[EXERCISE SET]:
[1] Reproduce word for word the part of the Vision2020 post that opens with the words containing "Doug Wilson and" and closes with "and Mr. Engerman.".
[2] According to the Vision2020 post, why was Tracie McKenzie able to recognize the copied sections easily? Answer in one to three sentences.

[EXCERPT]:
-=-=-
[Vision2020] Word for Word
Pat Kraut
pkraut at moscow.com
Tue Feb 6 16:53:36 PST 2007
Juanita I want to know what your motive is in reposting information that has already been here or all this stuff about CC.
Are you interested in changing our minds? Informing us of his problems? Or joining those who cannot seem to talk about anything else?
Inquiring minds would like to know.
----- Original Message -----
From: News of Christ Cult
To: Vision2020 at moscow.com
Sent: Tuesday, February 06, 2007 12:07 PM
Subject: [Vision2020] Word for Word
http://64.233.167.104/search?q=cache:fcQUuJTh3A0J:www.worldmag.com/articles/10576+More+and+more+pastors+lift+entire+sermons&hl=en&ct=clnk&cd=1&gl=us
Word for Word
From World Magazine Archives
...
Doug Wilson and slavery
Southern Slavery: As it Was, a booklet defending slavery as biblically viable, has roused considerable controversy since its release in 1996. Critics of co-authors Douglas Wilson and Steve Wilkins have added to their content-driven charges of racism and shoddy history one more accusation: plagiarism.
The text failed 24 times to attribute word-for-word quotations pulled from the 1974 book Time on the Cross: The Economics of American Negro Slavery by Robert William Fogel and Stanley L. Engerman. University of Washington history professor Tracie McKenzie, who attends a Seattle-area church connected to Mr. Wilson's Christ Church in Moscow, Idaho, easily recognized the stolen sections because he teaches on the work of Mr. Fogel and Mr. Engerman.
-=-=-
[Data listing]:
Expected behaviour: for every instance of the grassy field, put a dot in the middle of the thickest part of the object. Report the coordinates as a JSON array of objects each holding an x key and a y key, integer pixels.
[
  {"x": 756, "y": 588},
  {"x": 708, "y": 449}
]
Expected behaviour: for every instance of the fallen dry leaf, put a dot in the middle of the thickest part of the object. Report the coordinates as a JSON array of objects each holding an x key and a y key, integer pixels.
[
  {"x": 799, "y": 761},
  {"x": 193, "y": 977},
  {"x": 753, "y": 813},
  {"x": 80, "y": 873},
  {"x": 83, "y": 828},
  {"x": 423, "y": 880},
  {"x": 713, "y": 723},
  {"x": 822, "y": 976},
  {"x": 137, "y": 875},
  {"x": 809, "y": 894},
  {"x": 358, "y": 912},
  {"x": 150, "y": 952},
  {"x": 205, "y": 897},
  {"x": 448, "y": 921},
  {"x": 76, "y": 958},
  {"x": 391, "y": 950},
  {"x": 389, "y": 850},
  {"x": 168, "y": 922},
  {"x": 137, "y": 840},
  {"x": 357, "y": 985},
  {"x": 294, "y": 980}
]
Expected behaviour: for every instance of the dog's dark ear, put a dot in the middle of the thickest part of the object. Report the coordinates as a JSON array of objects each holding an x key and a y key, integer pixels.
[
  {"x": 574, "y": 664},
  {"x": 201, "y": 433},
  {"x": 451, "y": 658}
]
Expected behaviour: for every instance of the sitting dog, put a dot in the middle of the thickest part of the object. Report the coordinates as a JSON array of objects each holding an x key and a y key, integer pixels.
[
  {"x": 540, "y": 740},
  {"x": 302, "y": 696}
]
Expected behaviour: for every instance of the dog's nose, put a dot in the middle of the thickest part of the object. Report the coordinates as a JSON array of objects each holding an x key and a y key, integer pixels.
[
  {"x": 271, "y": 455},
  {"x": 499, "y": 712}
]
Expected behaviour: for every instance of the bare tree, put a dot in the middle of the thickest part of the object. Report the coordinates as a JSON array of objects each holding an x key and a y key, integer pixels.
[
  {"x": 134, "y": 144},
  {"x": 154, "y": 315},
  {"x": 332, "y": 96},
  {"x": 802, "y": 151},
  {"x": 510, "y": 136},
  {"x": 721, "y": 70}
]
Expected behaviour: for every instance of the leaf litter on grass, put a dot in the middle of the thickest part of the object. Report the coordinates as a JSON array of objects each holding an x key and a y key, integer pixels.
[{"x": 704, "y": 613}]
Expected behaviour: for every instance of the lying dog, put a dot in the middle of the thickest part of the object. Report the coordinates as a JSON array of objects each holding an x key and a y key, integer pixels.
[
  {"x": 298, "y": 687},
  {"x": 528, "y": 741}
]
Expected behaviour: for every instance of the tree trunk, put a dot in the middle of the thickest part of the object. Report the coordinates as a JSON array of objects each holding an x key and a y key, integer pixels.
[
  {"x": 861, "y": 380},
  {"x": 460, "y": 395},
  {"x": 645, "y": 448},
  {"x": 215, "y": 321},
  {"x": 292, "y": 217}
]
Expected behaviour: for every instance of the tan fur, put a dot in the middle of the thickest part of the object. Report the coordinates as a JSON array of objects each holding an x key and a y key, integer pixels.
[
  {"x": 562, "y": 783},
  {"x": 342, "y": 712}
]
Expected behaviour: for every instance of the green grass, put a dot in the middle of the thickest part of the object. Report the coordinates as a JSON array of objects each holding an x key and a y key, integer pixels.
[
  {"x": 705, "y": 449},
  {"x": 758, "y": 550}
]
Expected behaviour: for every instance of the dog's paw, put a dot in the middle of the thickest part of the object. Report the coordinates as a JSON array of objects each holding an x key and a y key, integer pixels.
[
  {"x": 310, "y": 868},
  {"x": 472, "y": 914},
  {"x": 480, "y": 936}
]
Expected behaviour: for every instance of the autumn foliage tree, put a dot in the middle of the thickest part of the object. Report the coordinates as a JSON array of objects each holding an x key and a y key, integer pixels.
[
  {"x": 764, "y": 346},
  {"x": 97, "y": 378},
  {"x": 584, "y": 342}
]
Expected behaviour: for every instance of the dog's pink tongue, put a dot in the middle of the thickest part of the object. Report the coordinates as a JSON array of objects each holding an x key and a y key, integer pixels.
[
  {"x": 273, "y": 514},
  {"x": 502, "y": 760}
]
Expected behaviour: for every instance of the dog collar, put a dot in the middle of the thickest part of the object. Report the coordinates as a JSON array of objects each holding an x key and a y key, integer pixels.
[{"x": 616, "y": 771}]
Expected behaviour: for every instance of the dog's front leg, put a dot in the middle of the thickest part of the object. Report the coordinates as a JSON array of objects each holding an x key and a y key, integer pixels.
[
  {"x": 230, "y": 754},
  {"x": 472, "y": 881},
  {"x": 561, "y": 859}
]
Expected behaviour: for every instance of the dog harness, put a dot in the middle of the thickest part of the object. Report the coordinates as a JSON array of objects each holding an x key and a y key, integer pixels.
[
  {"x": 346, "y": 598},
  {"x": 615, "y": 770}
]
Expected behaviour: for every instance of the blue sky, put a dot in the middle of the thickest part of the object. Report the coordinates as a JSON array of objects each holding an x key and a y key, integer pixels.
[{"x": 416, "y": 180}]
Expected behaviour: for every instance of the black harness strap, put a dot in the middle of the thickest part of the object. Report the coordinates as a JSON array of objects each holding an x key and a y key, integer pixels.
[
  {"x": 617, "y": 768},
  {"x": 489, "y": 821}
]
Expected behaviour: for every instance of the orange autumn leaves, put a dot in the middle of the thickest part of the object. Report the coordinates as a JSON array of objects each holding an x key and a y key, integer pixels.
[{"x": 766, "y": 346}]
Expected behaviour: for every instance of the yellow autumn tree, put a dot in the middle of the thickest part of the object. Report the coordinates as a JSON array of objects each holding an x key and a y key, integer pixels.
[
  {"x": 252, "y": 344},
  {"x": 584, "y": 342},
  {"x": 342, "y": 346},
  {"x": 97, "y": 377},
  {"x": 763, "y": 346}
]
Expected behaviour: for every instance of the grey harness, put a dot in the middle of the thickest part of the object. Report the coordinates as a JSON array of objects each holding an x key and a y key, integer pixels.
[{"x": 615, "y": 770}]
-=-=-
[RESULTS FOR EACH TASK]:
[1]
Doug Wilson and slavery
Southern Slavery: As it Was, a booklet defending slavery as biblically viable, has roused considerable controversy since its release in 1996. Critics of co-authors Douglas Wilson and Steve Wilkins have added to their content-driven charges of racism and shoddy history one more accusation: plagiarism.
The text failed 24 times to attribute word-for-word quotations pulled from the 1974 book Time on the Cross: The Economics of American Negro Slavery by Robert William Fogel and Stanley L. Engerman. University of Washington history professor Tracie McKenzie, who attends a Seattle-area church connected to Mr. Wilson's Christ Church in Moscow, Idaho, easily recognized the stolen sections because he teaches on the work of Mr. Fogel and Mr. Engerman.

[2] He recognized them easily because he teaches on the work of Robert William Fogel and Stanley L. Engerman. The unattributed quotations came from their 1974 book Time on the Cross: The Economics of American Negro Slavery.